Copy all entries without alteration and skip the pictures they hold.

— START Listed entries —

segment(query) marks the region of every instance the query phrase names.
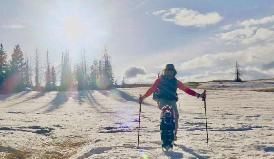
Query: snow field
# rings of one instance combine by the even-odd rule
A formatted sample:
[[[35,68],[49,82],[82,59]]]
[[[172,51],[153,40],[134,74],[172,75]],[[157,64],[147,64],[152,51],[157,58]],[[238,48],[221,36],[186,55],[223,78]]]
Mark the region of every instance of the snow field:
[[[20,150],[32,158],[274,158],[271,92],[208,90],[207,149],[204,102],[178,90],[177,146],[166,153],[161,111],[150,96],[137,149],[137,99],[148,88],[1,95],[0,156]]]

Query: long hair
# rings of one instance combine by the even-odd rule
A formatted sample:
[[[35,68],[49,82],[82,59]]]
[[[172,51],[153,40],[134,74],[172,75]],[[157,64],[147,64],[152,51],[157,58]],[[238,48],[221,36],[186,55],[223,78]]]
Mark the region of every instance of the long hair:
[[[162,73],[162,75],[163,76],[166,74],[166,69],[164,69],[163,70],[163,73]],[[177,75],[177,71],[176,71],[176,70],[175,69],[174,69],[174,76],[176,75]]]

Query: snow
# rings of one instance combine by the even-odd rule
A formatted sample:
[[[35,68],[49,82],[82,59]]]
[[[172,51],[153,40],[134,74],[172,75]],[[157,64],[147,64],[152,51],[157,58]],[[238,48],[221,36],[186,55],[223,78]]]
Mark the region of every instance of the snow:
[[[55,154],[78,159],[274,158],[272,92],[208,90],[207,149],[204,102],[179,90],[178,140],[168,153],[161,148],[161,111],[151,96],[142,105],[137,149],[137,99],[148,88],[0,95],[0,156],[20,150],[32,158]]]
[[[274,88],[274,80],[243,82],[213,82],[201,83],[198,88],[250,90]]]

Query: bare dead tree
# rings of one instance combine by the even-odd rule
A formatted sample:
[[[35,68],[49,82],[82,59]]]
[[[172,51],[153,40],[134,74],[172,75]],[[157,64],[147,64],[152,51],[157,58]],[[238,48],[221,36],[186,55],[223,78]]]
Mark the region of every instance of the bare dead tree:
[[[31,70],[31,56],[30,56],[30,86],[32,86],[32,70]]]
[[[35,50],[36,51],[36,54],[35,54],[35,58],[36,59],[36,62],[35,62],[35,64],[36,65],[35,68],[35,87],[38,87],[39,86],[39,81],[38,77],[38,75],[39,74],[39,62],[38,60],[38,57],[39,55],[38,54],[38,44],[35,45]],[[41,84],[40,85],[41,85]]]
[[[241,78],[243,78],[243,72],[240,70],[240,66],[238,64],[238,61],[236,61],[236,66],[235,68],[235,78],[234,80],[236,82],[241,82],[242,80]]]
[[[86,67],[86,51],[85,50],[85,46],[84,46],[84,62],[85,62],[85,78],[86,79],[86,81],[85,82],[85,83],[86,84],[86,86],[88,85],[88,78],[87,77],[87,67]]]
[[[48,58],[48,51],[47,51],[46,71],[46,88],[47,90],[50,88],[50,61]]]

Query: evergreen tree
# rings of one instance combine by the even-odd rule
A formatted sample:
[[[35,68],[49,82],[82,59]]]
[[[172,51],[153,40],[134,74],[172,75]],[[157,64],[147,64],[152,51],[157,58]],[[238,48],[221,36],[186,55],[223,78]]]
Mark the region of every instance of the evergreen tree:
[[[12,80],[9,81],[8,88],[13,90],[20,89],[23,86],[25,65],[23,54],[20,46],[17,44],[13,49],[11,54],[11,60],[10,61],[10,73]]]
[[[103,49],[103,53],[104,55],[102,60],[104,62],[104,67],[103,75],[104,78],[106,81],[107,83],[112,85],[114,84],[115,81],[111,66],[111,57],[108,51],[106,46],[105,46]]]
[[[93,65],[90,67],[90,85],[92,88],[94,88],[96,86],[96,71]]]
[[[55,73],[55,70],[53,66],[51,67],[50,69],[50,77],[51,77],[51,86],[52,89],[55,90],[56,87],[56,73]]]
[[[101,60],[99,60],[99,64],[98,66],[98,77],[103,76],[103,65]]]
[[[99,64],[98,61],[95,58],[94,60],[93,61],[93,66],[95,74],[95,82],[99,78]]]
[[[30,68],[28,66],[28,58],[27,56],[26,53],[25,55],[25,78],[26,86],[30,86]]]
[[[0,89],[2,88],[5,78],[5,73],[8,65],[7,61],[7,53],[4,51],[4,47],[0,44]]]
[[[69,56],[66,50],[64,55],[62,68],[63,70],[61,76],[60,86],[62,90],[66,90],[70,86],[72,82],[71,72],[70,68]]]
[[[78,90],[82,90],[83,88],[84,78],[82,73],[80,65],[76,62],[73,71],[73,78]]]
[[[236,66],[235,68],[235,81],[236,82],[242,81],[241,78],[244,77],[243,72],[240,71],[240,66],[238,64],[238,61],[236,61]]]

— END Listed entries —

_Response to the task_
segment(query) marks the region of every instance the query phrase names.
Query: snow field
# rings of one instance combine by the even-odd rule
A formatted sample:
[[[35,68],[49,82],[82,59]]]
[[[172,51],[153,40],[134,74],[172,75]],[[157,64],[147,64],[152,51],[157,58]],[[238,48],[221,36],[186,55],[223,78]]]
Mark the region of every instance of the snow field:
[[[20,150],[32,158],[274,158],[271,92],[208,90],[207,149],[204,102],[178,90],[177,146],[166,153],[161,111],[150,96],[137,149],[137,99],[148,88],[1,95],[0,156]]]

Query: long hair
# rings of one instance combine by the even-odd rule
A formatted sample:
[[[35,68],[49,82],[82,59]]]
[[[172,51],[153,40],[134,74],[172,75]],[[157,64],[147,64],[152,51],[157,58]],[[238,48],[221,36],[186,55],[223,78]]]
Mark the region of every instance of the long hair:
[[[162,73],[162,75],[163,76],[166,74],[166,69],[164,69],[163,70],[163,73]],[[177,75],[177,71],[176,71],[176,70],[175,69],[174,69],[174,76],[176,75]]]

Query: snow
# rings of one instance combine by the even-odd rule
A formatted sample:
[[[35,68],[49,82],[82,59]]]
[[[172,51],[153,40],[134,74],[172,75]],[[157,64],[147,64],[152,51],[157,58]],[[238,48],[221,36],[186,55],[223,78]]]
Mark the region of every instance of the snow:
[[[55,154],[78,159],[274,158],[272,92],[208,90],[207,149],[204,102],[179,90],[178,140],[168,153],[161,148],[161,111],[151,96],[142,105],[137,149],[137,99],[148,88],[0,95],[0,156],[20,150],[32,158]]]
[[[274,88],[274,80],[243,82],[213,82],[201,83],[198,88],[250,90]]]

Query: bare dead tree
# rings of one instance combine by the even-odd rule
A formatted sample:
[[[35,68],[49,82],[82,59]]]
[[[172,51],[153,40],[134,74],[172,75]],[[157,64],[147,64],[152,51],[157,58]],[[238,48],[221,36],[186,55],[223,78]]]
Mark the region of every instance of the bare dead tree:
[[[31,70],[31,56],[30,56],[30,86],[32,86],[32,70]]]
[[[35,50],[36,51],[36,54],[35,54],[35,58],[36,59],[36,62],[35,62],[35,64],[36,65],[35,68],[35,87],[38,87],[39,86],[39,81],[38,77],[38,75],[39,74],[39,62],[38,60],[38,57],[39,55],[38,54],[38,44],[35,45]],[[41,84],[40,85],[41,85]]]
[[[241,78],[243,78],[243,72],[240,70],[240,66],[238,64],[238,61],[236,61],[236,66],[235,68],[235,78],[234,80],[236,82],[241,82],[242,80]]]
[[[86,67],[86,51],[85,50],[85,46],[84,46],[84,62],[85,62],[85,78],[86,79],[86,81],[85,82],[85,83],[86,84],[86,86],[88,85],[88,78],[87,77],[87,67]]]
[[[48,58],[48,51],[47,51],[46,71],[46,88],[47,90],[50,88],[50,61]]]

Query: evergreen tree
# rings of one instance combine by the even-odd rule
A formatted sample:
[[[35,68],[49,82],[82,59]]]
[[[172,51],[153,40],[134,74],[172,75]],[[157,64],[147,64],[152,51],[157,58]],[[238,48],[221,36],[186,55],[223,78]]]
Mark the region of every instance of the evergreen tree:
[[[12,80],[9,81],[8,88],[13,90],[20,89],[23,86],[25,65],[23,54],[20,46],[17,44],[13,49],[11,54],[11,60],[10,61],[10,73]]]
[[[103,49],[103,53],[104,55],[102,60],[104,62],[104,67],[103,75],[104,78],[106,81],[107,83],[112,85],[114,84],[115,81],[111,66],[111,57],[108,51],[106,46],[105,46]]]
[[[93,65],[90,67],[90,85],[92,88],[94,88],[96,86],[96,71]]]
[[[55,73],[55,70],[53,66],[51,67],[50,69],[50,77],[51,77],[51,86],[52,89],[55,90],[56,87],[56,73]]]
[[[101,60],[99,60],[99,64],[98,66],[98,77],[103,76],[103,65]]]
[[[99,64],[98,61],[95,58],[94,60],[93,61],[93,66],[95,74],[95,82],[99,78]]]
[[[30,68],[28,66],[28,58],[27,56],[26,53],[25,55],[25,78],[26,86],[30,86]]]
[[[0,89],[2,88],[5,78],[5,73],[8,65],[7,61],[7,53],[4,51],[4,47],[0,44]]]
[[[69,56],[66,50],[64,55],[62,68],[63,70],[61,76],[60,86],[62,90],[66,90],[70,86],[72,82],[71,72],[70,68]]]
[[[78,90],[82,90],[83,88],[84,78],[82,73],[80,65],[76,62],[73,71],[73,78]]]
[[[236,66],[235,68],[235,81],[236,82],[242,81],[241,78],[244,77],[243,72],[240,71],[240,66],[238,64],[238,61],[236,61]]]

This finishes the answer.